[Detection annotation records]
::::
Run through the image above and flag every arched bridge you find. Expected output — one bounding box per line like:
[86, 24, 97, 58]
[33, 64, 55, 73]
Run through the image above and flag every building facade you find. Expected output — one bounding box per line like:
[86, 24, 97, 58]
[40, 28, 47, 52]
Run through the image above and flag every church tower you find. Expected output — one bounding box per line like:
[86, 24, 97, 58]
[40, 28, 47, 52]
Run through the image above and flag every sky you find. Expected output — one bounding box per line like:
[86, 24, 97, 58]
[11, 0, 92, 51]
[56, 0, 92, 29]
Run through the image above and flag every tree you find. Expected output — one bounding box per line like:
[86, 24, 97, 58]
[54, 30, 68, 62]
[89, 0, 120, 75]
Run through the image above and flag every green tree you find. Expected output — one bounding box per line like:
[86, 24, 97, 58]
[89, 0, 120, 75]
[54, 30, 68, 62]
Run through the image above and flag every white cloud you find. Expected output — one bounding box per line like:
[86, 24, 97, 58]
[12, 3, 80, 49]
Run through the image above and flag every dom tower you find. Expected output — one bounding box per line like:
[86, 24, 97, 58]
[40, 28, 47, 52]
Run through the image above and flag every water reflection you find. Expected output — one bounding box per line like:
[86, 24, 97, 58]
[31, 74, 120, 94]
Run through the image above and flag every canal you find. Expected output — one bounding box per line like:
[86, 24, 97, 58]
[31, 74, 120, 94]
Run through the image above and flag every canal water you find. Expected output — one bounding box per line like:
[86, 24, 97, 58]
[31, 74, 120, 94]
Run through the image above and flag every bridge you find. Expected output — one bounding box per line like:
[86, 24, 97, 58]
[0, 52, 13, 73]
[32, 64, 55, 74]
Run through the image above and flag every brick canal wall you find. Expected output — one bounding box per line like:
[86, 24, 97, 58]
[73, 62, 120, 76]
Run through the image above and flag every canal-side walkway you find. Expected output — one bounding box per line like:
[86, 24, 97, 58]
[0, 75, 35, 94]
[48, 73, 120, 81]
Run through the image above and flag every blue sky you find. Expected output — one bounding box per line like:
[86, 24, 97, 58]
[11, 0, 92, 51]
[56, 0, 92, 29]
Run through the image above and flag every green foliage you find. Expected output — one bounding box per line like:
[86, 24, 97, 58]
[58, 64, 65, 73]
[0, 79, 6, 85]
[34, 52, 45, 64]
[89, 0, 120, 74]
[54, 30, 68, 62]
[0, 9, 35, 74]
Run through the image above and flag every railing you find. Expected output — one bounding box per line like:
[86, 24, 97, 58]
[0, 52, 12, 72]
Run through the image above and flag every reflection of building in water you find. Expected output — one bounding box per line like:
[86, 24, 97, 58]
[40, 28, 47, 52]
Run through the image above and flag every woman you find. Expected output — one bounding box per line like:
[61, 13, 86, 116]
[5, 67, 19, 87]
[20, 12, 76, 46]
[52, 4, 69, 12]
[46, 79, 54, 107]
::::
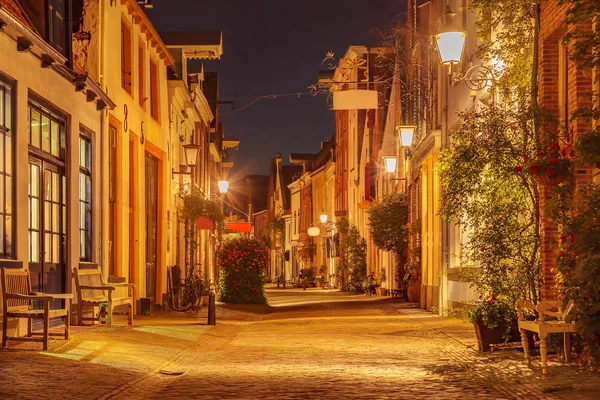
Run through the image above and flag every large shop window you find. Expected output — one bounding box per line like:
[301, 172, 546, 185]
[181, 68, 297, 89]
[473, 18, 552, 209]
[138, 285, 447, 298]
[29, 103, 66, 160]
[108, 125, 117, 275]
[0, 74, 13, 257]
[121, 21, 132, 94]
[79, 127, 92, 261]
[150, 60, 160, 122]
::::
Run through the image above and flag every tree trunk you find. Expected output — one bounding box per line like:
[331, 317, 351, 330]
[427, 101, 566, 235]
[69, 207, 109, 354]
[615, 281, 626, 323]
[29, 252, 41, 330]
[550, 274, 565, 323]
::::
Task prompt =>
Convert the listing into a Markdown table with the columns "No." and "Text", starting at the line that contains "Run through the image above and flag every arched" and ending at the line that contains "[73, 62, 120, 76]". Give each nonblank line its own numbered row.

Result below =>
| No. | Text |
|---|---|
| 1 | Run through the image above and flag every arched bridge you find. Expected output — one bounding box per line like: |
| 2 | [86, 24, 97, 58] |
| 3 | [33, 64, 55, 73] |
| 4 | Run through the image above and flag every building facade you find. Expected output — one bounding box per line like: |
| 5 | [86, 24, 97, 58] |
| 6 | [40, 28, 47, 52] |
| 7 | Run through the image above and flag every church tower you find. Expected output — one bounding box per line like: |
| 8 | [86, 24, 97, 58] |
| 9 | [40, 28, 47, 52] |
| 10 | Run through the image above and flag every sky you find. Expected output — one bounding box per line like: |
| 11 | [86, 24, 97, 58] |
| 12 | [11, 0, 92, 51] |
| 13 | [56, 0, 92, 29] |
| 14 | Run through the image above and flag every tree you find. Expected output — one bounding box per line like: |
| 15 | [86, 24, 97, 58] |
| 16 | [54, 30, 68, 62] |
| 17 | [89, 0, 120, 75] |
| 18 | Run through the image above and flag every green tree you find. Expected output — one bounding box per line like: |
| 19 | [86, 24, 97, 58] |
| 20 | [89, 0, 120, 75] |
| 21 | [54, 30, 68, 62] |
| 22 | Run through the image above and flag every white cloud you find. Expected output — one bounding box per line like: |
| 23 | [86, 24, 97, 58] |
| 24 | [12, 3, 80, 49] |
| 25 | Run through the image above and flag every dom tower you find. Expected output — one bounding box per line like: |
| 26 | [86, 24, 97, 58] |
| 27 | [40, 28, 47, 52] |
| 28 | Run through the image above and flag every water reflection you find. Expected output — one bounding box per line like: |
| 29 | [86, 24, 97, 58] |
| 30 | [31, 74, 120, 94] |
| 31 | Run through the image above and flag every canal you find. Expected output — one bounding box per line like: |
| 32 | [86, 24, 97, 58] |
| 33 | [31, 74, 120, 94] |
| 34 | Run through the image above and flag every canal water you find. Expected output — one bounding box per line like: |
| 35 | [86, 24, 97, 58] |
| 36 | [31, 74, 120, 94] |
| 37 | Run through the image above and flag every bridge you find. Expected output — one bounding box per line like: |
| 38 | [86, 24, 97, 58] |
| 39 | [0, 52, 13, 73] |
| 40 | [32, 64, 55, 74] |
| 41 | Run through the image above and flag every brick canal wall you find. Expected output — one bounding box per line like: |
| 42 | [86, 24, 97, 58] |
| 43 | [73, 62, 120, 76] |